Entries taken from a collection:
------------

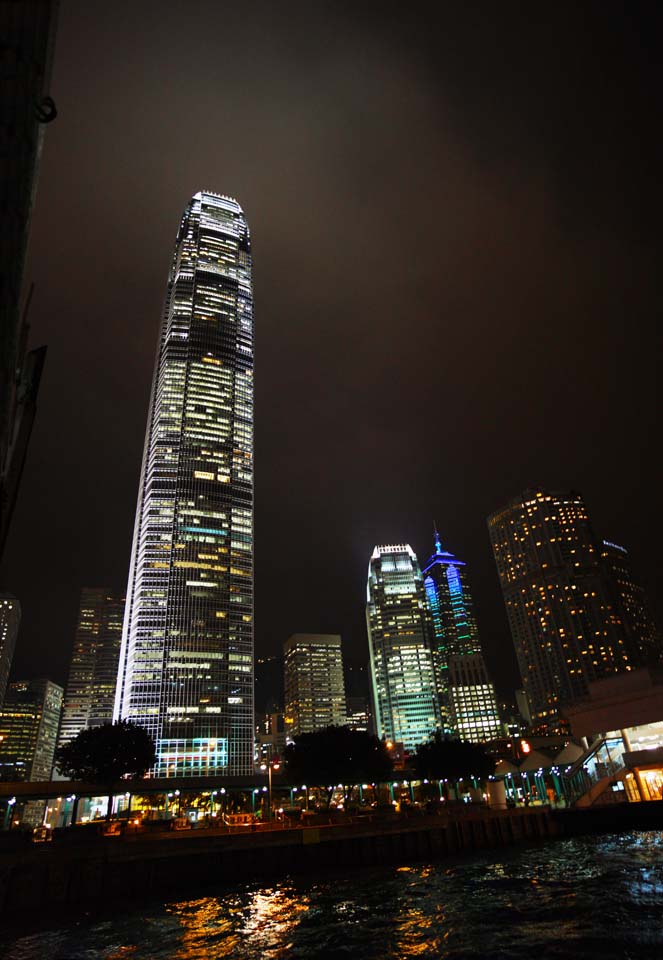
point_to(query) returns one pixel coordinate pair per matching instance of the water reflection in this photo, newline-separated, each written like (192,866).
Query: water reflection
(595,897)
(259,924)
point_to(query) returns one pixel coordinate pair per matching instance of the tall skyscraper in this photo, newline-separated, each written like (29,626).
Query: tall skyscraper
(566,626)
(10,618)
(90,692)
(28,42)
(405,702)
(313,681)
(468,705)
(636,612)
(186,665)
(29,721)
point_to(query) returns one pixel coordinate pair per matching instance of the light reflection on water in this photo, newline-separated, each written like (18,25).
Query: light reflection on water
(589,897)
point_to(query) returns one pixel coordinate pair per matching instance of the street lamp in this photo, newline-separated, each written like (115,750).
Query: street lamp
(272,765)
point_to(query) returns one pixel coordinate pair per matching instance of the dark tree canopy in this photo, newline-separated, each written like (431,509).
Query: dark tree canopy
(337,755)
(442,758)
(104,754)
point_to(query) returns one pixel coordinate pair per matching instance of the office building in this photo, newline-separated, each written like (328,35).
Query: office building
(270,737)
(26,108)
(10,618)
(90,692)
(186,663)
(29,722)
(405,702)
(468,705)
(566,626)
(313,682)
(359,714)
(636,613)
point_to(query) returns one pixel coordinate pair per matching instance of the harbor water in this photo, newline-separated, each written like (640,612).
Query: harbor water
(587,897)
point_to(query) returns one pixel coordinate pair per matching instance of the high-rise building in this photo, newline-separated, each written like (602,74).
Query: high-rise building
(313,681)
(90,692)
(635,606)
(186,664)
(26,107)
(29,722)
(359,714)
(567,628)
(468,705)
(270,736)
(10,618)
(405,702)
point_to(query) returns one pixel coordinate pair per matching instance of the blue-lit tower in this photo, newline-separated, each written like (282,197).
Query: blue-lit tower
(468,706)
(402,680)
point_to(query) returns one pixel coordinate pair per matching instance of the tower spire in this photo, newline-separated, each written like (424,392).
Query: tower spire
(438,545)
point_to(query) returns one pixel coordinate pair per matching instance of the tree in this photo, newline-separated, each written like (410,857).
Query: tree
(442,758)
(337,755)
(107,753)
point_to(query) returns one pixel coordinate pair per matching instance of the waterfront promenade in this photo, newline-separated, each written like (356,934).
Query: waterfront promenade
(80,867)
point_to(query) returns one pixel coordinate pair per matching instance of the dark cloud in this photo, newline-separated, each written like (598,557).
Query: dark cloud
(456,241)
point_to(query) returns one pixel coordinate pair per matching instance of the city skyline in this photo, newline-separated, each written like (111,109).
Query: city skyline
(568,624)
(509,222)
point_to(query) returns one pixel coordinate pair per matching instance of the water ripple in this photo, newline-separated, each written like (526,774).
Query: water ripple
(587,897)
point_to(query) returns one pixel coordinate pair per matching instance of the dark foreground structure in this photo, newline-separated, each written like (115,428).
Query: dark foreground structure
(82,869)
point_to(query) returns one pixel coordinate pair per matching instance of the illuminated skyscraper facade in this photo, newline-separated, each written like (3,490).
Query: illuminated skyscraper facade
(10,618)
(566,625)
(29,722)
(468,706)
(313,682)
(186,665)
(636,612)
(405,702)
(90,692)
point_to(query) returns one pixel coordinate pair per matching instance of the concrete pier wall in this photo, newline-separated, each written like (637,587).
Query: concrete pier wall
(78,870)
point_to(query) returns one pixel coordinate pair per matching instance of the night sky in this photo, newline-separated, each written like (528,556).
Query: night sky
(456,231)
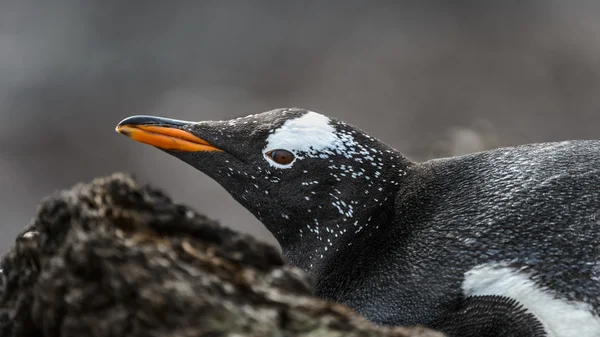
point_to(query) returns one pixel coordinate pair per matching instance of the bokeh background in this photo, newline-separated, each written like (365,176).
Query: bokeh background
(431,78)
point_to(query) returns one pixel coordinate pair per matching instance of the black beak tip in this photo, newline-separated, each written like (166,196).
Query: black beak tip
(152,120)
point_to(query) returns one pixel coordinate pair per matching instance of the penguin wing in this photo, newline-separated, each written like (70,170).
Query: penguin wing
(490,316)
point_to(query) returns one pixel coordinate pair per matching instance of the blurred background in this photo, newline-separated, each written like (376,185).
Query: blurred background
(431,78)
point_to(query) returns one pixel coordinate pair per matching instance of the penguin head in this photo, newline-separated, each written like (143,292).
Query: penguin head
(301,173)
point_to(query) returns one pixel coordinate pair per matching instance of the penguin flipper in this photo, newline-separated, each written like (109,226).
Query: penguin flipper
(490,316)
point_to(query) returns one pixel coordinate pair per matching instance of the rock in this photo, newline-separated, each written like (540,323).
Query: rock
(116,258)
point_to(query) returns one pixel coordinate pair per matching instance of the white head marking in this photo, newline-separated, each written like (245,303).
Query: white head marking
(310,135)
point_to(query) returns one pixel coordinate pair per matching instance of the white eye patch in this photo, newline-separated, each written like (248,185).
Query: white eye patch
(309,135)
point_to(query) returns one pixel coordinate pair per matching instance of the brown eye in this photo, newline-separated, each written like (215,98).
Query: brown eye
(282,157)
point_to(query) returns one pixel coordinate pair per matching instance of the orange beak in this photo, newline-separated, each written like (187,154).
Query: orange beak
(163,133)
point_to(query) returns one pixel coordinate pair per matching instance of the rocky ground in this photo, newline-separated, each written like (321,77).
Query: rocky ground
(118,258)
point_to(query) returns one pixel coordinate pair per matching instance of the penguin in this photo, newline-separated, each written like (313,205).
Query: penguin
(504,242)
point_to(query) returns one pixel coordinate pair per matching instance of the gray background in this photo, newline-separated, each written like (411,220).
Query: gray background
(431,79)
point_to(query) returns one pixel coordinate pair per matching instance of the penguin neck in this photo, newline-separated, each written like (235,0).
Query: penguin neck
(317,246)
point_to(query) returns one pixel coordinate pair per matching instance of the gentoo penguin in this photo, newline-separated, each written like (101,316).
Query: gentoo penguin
(497,243)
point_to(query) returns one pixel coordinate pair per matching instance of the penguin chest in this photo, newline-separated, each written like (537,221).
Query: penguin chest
(559,317)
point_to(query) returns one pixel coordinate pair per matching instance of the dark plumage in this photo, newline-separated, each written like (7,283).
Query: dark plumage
(414,243)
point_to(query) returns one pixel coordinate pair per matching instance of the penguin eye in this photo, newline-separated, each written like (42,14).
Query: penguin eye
(281,157)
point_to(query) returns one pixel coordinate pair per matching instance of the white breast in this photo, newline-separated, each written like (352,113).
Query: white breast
(561,318)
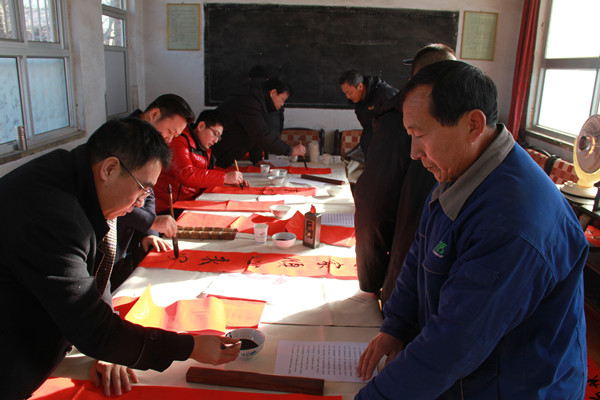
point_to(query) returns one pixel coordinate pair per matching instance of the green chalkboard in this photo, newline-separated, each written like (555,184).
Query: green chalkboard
(310,46)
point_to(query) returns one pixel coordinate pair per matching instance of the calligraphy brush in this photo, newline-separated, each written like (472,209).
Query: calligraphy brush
(175,241)
(238,170)
(304,157)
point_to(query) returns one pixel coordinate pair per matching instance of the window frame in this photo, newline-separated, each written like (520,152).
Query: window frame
(542,64)
(21,49)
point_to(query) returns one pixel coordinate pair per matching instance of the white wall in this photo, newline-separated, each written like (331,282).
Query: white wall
(182,72)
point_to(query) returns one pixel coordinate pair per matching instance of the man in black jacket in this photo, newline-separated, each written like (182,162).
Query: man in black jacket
(246,129)
(59,206)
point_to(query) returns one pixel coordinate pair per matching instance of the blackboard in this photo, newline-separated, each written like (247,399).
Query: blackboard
(310,46)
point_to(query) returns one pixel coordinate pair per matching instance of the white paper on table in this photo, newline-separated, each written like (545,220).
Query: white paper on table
(309,182)
(338,219)
(332,361)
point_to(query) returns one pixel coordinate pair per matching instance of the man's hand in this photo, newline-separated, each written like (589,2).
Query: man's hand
(157,243)
(298,150)
(165,224)
(105,374)
(208,349)
(380,345)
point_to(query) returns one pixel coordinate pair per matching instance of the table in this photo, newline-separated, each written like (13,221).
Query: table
(298,308)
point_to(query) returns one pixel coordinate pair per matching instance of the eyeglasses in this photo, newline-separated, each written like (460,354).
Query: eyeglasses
(145,191)
(215,133)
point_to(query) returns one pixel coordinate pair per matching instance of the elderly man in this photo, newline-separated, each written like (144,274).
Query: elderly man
(61,205)
(489,302)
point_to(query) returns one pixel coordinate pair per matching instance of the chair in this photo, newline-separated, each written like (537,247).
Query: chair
(346,140)
(563,171)
(294,135)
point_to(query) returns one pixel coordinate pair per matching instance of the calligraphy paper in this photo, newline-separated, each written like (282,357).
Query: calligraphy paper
(263,263)
(200,205)
(72,389)
(205,315)
(332,361)
(270,190)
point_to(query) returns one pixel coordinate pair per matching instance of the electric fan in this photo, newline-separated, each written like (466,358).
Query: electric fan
(586,159)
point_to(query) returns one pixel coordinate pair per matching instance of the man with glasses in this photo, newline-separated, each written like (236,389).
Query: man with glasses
(193,165)
(59,207)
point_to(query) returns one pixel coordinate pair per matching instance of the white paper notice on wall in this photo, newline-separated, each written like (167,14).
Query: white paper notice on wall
(332,361)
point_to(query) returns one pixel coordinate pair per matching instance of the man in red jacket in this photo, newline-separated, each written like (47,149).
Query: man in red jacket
(193,165)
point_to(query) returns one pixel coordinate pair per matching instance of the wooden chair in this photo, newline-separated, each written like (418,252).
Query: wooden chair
(294,135)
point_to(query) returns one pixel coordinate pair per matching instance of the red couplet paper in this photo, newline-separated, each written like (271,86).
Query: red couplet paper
(263,263)
(200,205)
(208,315)
(335,235)
(269,190)
(72,389)
(291,170)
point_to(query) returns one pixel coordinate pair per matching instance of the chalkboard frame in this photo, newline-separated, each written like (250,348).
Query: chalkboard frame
(310,46)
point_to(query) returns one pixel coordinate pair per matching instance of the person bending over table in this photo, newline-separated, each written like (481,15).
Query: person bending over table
(246,129)
(193,165)
(139,230)
(489,301)
(50,295)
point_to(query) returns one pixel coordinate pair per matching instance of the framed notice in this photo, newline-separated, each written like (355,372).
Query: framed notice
(479,35)
(183,26)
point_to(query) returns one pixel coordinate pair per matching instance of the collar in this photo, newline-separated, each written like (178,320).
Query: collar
(453,195)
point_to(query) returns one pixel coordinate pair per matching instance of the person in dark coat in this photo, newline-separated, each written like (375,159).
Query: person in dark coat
(60,204)
(246,129)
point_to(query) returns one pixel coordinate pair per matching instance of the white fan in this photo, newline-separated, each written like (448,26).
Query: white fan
(586,158)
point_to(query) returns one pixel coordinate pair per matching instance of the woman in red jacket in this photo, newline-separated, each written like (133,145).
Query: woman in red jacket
(193,165)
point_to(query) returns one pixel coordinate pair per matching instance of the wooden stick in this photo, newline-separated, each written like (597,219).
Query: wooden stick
(253,380)
(321,179)
(175,241)
(238,170)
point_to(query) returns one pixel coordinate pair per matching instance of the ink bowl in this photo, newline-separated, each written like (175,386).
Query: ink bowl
(283,240)
(280,210)
(252,340)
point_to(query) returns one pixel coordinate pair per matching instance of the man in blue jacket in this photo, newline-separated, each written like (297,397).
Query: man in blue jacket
(489,301)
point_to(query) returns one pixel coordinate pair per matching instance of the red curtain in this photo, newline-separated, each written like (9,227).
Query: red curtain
(523,64)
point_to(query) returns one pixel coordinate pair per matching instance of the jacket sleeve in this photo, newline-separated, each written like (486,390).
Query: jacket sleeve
(190,173)
(252,118)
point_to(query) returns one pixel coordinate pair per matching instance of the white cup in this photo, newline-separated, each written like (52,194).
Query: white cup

------------

* What the exercise asks
Reproduce only those lines of the entries above that run from the line with "written like (297,397)." to the final line.

* Written response
point_to(query) returns one pixel coordinate pair per matching instance of the man in blue jacket in this photo, newline-separated, each written like (297,397).
Query: man in blue jacket
(489,301)
point_to(query) returns one pixel coordinate pair per matching instance of the red curtain in this photo, newline-separated, each written like (9,227).
Query: red curtain
(523,64)
point_to(query) returns one pixel coordinate pair per matching instance of the jacket sleeve in this photo, newline-separated, each written like (486,390).
Query: jacket sleeve
(190,173)
(252,118)
point_to(query) returns one pixel coordinate pair per matching instance of the white cup in this photo, newline-separated, each written like (52,194).
Query: white cup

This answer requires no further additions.